(TASK INPUT)

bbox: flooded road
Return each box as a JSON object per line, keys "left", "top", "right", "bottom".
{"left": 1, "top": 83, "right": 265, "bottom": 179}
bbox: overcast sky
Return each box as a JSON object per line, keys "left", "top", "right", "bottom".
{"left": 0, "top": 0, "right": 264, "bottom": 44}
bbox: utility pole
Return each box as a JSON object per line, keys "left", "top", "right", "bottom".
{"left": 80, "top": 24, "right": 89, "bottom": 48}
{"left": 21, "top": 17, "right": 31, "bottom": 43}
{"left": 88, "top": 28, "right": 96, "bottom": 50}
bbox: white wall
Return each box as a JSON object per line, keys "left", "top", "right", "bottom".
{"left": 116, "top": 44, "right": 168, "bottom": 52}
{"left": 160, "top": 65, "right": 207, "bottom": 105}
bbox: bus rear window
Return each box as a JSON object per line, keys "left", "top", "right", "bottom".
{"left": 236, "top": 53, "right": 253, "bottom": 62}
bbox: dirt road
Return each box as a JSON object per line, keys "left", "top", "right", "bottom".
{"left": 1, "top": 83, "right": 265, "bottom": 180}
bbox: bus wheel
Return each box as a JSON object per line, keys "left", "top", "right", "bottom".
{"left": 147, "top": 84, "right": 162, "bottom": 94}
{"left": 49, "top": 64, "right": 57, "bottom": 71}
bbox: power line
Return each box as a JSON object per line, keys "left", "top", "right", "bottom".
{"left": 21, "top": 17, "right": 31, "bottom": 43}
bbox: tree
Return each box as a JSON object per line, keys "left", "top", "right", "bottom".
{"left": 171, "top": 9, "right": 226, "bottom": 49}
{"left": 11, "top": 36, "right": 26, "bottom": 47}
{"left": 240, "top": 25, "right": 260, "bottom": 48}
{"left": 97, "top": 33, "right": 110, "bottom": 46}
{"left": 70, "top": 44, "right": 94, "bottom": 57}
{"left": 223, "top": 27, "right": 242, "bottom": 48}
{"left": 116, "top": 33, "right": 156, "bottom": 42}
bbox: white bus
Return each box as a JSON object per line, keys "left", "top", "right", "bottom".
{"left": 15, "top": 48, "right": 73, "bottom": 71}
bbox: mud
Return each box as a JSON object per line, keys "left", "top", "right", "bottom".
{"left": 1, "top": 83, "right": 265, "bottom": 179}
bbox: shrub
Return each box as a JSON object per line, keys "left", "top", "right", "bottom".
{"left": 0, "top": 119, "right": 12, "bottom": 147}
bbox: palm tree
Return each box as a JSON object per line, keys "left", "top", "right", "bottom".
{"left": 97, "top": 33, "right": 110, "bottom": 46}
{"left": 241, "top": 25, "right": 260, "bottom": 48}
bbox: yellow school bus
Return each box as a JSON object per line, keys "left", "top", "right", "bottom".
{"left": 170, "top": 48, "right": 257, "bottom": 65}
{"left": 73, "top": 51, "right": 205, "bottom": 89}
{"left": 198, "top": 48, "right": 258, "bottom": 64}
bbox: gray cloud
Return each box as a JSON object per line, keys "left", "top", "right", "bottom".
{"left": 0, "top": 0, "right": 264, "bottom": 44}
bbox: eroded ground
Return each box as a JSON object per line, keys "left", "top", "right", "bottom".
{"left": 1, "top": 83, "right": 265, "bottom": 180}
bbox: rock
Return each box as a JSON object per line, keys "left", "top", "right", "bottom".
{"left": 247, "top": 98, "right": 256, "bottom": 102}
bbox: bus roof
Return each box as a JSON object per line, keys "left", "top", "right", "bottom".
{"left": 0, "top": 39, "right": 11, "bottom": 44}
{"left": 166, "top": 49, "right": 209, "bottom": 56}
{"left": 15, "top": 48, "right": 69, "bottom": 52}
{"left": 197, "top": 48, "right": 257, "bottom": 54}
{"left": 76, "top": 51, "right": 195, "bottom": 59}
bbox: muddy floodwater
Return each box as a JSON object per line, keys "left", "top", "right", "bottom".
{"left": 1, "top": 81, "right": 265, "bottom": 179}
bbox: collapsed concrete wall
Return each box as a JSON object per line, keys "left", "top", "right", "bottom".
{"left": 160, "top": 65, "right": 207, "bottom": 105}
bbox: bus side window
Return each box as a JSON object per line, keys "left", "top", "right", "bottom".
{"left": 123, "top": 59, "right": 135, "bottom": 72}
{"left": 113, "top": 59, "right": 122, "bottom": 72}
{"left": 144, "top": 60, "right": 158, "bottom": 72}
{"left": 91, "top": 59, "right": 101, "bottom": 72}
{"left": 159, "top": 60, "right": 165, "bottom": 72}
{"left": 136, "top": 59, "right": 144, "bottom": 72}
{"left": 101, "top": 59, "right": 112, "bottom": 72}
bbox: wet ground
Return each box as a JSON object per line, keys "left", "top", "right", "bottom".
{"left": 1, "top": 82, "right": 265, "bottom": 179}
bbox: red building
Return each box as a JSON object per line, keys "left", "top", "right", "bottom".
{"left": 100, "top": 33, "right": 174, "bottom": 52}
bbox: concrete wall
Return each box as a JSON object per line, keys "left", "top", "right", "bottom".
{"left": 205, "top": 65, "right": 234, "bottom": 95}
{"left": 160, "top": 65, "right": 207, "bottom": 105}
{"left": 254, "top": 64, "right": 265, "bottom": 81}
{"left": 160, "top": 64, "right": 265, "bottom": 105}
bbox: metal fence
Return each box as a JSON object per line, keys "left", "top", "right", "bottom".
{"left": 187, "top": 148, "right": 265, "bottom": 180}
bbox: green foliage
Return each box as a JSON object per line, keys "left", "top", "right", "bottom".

(End TASK INPUT)

REQUIRED ACTION
Check each line above for the string "wall", then copy the ones that have it.

RESPONSE TO THE TASK
bbox: white wall
bbox: collapsed concrete wall
bbox: concrete wall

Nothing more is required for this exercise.